Records for the exercise below:

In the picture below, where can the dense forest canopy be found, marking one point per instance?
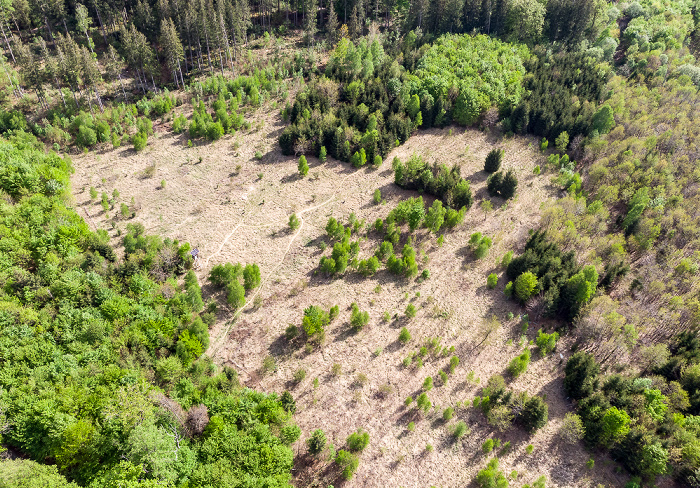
(104, 380)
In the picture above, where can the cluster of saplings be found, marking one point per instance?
(544, 269)
(502, 406)
(228, 276)
(129, 400)
(499, 183)
(347, 460)
(358, 111)
(546, 109)
(440, 181)
(649, 422)
(410, 211)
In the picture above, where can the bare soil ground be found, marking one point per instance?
(235, 208)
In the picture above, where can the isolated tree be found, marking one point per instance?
(509, 185)
(83, 22)
(525, 20)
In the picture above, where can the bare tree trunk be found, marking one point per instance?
(102, 26)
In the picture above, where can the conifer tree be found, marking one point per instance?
(172, 48)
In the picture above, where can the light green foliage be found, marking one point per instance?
(317, 442)
(546, 342)
(480, 244)
(348, 462)
(435, 216)
(491, 476)
(525, 286)
(303, 166)
(492, 280)
(518, 365)
(562, 142)
(615, 424)
(315, 321)
(143, 335)
(486, 71)
(358, 441)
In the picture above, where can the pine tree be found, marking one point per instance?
(114, 64)
(332, 23)
(172, 48)
(83, 22)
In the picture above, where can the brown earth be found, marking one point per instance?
(235, 208)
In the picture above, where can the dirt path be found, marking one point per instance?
(219, 341)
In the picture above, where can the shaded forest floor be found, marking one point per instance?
(235, 208)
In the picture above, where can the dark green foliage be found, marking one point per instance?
(446, 184)
(534, 414)
(546, 109)
(553, 269)
(493, 160)
(518, 364)
(503, 185)
(491, 476)
(348, 462)
(125, 341)
(251, 276)
(316, 442)
(358, 319)
(315, 321)
(581, 378)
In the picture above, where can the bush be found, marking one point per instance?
(459, 430)
(251, 276)
(518, 365)
(572, 429)
(535, 414)
(348, 462)
(316, 442)
(492, 281)
(358, 319)
(86, 136)
(140, 140)
(581, 375)
(358, 441)
(493, 160)
(448, 413)
(525, 286)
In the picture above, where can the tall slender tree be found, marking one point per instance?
(172, 49)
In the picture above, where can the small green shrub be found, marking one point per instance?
(492, 280)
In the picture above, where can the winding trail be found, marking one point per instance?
(220, 339)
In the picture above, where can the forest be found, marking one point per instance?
(109, 334)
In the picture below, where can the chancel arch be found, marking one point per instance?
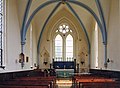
(79, 38)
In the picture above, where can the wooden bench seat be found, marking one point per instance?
(24, 86)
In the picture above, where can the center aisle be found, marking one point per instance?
(64, 83)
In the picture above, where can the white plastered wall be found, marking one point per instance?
(114, 36)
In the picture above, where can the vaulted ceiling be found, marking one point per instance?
(28, 7)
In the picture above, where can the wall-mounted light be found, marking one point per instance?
(108, 61)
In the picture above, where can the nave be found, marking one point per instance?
(39, 79)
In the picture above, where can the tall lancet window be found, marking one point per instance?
(2, 31)
(69, 48)
(58, 48)
(63, 44)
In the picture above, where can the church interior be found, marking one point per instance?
(59, 43)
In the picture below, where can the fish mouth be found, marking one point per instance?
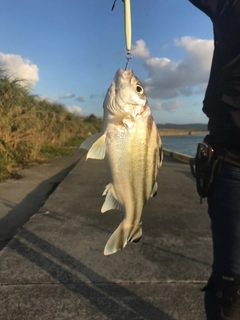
(123, 75)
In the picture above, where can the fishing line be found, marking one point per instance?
(128, 28)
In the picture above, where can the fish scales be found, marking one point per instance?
(131, 146)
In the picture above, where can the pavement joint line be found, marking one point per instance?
(171, 282)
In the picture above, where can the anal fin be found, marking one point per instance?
(110, 202)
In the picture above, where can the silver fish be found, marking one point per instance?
(131, 146)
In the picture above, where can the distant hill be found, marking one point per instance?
(188, 126)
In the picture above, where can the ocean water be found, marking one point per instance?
(183, 144)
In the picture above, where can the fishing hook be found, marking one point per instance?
(113, 6)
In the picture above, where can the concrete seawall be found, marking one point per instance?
(54, 267)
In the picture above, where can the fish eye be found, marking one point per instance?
(139, 89)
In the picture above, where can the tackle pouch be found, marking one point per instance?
(205, 168)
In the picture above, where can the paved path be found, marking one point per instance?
(54, 268)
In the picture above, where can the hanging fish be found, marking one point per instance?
(131, 146)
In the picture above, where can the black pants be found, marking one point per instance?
(222, 298)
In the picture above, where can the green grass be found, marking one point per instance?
(32, 129)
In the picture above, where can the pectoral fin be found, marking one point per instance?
(154, 190)
(110, 202)
(96, 146)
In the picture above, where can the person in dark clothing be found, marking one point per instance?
(222, 106)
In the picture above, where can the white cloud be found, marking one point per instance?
(140, 50)
(68, 95)
(74, 109)
(18, 67)
(168, 78)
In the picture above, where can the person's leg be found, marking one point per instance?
(222, 294)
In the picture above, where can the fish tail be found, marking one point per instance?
(122, 235)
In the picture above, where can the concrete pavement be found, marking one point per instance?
(54, 267)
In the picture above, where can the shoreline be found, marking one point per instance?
(179, 132)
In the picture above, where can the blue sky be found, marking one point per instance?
(69, 51)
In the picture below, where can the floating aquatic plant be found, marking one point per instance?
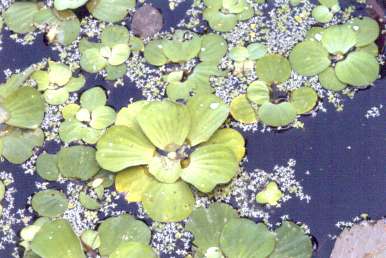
(21, 113)
(340, 55)
(89, 120)
(183, 47)
(174, 145)
(223, 15)
(259, 104)
(219, 231)
(111, 53)
(57, 82)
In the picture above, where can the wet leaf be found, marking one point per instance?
(359, 69)
(303, 99)
(247, 234)
(57, 239)
(292, 241)
(168, 202)
(277, 114)
(208, 113)
(77, 162)
(242, 111)
(122, 147)
(207, 224)
(273, 68)
(165, 123)
(209, 166)
(49, 203)
(46, 167)
(124, 228)
(309, 58)
(147, 21)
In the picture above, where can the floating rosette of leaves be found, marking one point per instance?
(111, 53)
(161, 147)
(245, 57)
(370, 234)
(324, 12)
(75, 162)
(57, 82)
(185, 46)
(223, 15)
(218, 231)
(89, 120)
(340, 55)
(61, 26)
(259, 103)
(21, 113)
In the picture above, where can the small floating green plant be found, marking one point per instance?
(165, 146)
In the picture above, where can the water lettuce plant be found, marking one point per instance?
(223, 15)
(218, 231)
(57, 82)
(21, 113)
(89, 120)
(111, 53)
(340, 55)
(164, 147)
(185, 46)
(261, 103)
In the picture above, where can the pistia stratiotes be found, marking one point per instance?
(164, 146)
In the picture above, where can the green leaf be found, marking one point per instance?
(208, 113)
(68, 4)
(258, 92)
(119, 54)
(242, 111)
(322, 14)
(110, 10)
(49, 203)
(121, 147)
(231, 139)
(273, 68)
(133, 182)
(78, 162)
(338, 39)
(93, 98)
(329, 81)
(213, 48)
(88, 202)
(114, 35)
(165, 123)
(19, 16)
(359, 69)
(239, 235)
(309, 58)
(207, 224)
(210, 166)
(56, 96)
(25, 108)
(239, 54)
(303, 99)
(164, 169)
(18, 144)
(133, 250)
(366, 30)
(119, 230)
(168, 202)
(57, 239)
(277, 114)
(92, 61)
(154, 54)
(46, 166)
(292, 241)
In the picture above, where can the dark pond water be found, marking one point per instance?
(344, 152)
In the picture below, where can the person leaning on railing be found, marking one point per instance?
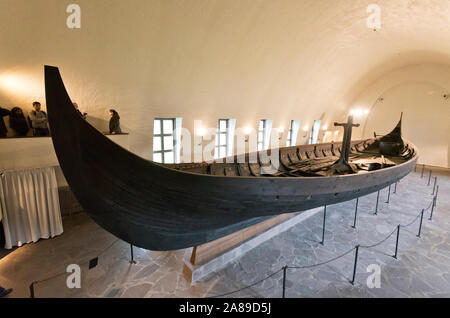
(18, 122)
(3, 113)
(4, 292)
(39, 121)
(114, 123)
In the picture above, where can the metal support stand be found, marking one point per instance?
(354, 267)
(356, 212)
(420, 226)
(396, 242)
(32, 290)
(434, 185)
(389, 194)
(132, 261)
(432, 208)
(378, 198)
(323, 227)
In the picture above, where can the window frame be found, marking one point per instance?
(218, 146)
(161, 135)
(263, 131)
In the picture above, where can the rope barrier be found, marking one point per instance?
(323, 263)
(382, 241)
(284, 268)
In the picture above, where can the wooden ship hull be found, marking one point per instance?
(168, 207)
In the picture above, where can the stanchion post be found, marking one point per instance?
(389, 194)
(434, 185)
(420, 226)
(378, 198)
(432, 208)
(356, 212)
(396, 242)
(354, 266)
(323, 227)
(32, 290)
(132, 261)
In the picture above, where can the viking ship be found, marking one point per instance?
(168, 207)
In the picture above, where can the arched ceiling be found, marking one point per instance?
(283, 59)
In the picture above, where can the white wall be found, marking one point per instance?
(417, 91)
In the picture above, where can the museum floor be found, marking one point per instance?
(421, 270)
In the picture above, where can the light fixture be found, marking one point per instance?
(248, 130)
(200, 131)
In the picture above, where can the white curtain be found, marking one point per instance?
(29, 206)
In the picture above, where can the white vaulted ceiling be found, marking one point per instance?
(205, 59)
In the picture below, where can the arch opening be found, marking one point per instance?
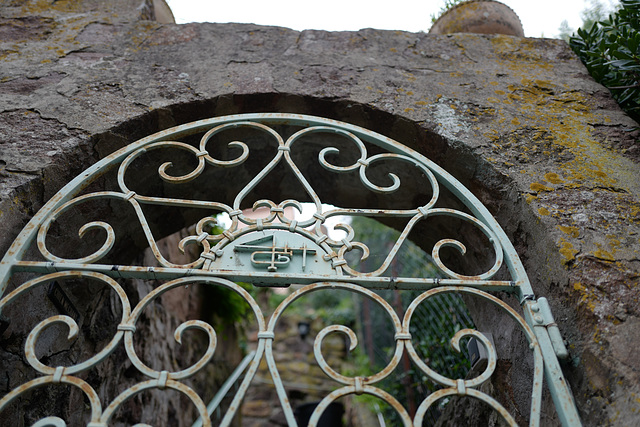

End of Records for the exercise.

▶ What is expected
Copy the final portion of the records: every line from the one containing "In the picture above, where can the museum" through the last, word for word, without pictures.

▶ Answer to this exercise
In the picture above, where can the museum floor be found, marking one point per instance?
(421, 270)
In the picture above, where can the light fixture be found, marking one point per instance?
(248, 130)
(200, 131)
In the picture above, where can the white curtain be found, marking one point per instance?
(29, 206)
In the picture above, where can the white vaulted ceiling be found, marking one point per instance?
(205, 59)
In the picture below, where can the arch opening be found, marking one point per instance?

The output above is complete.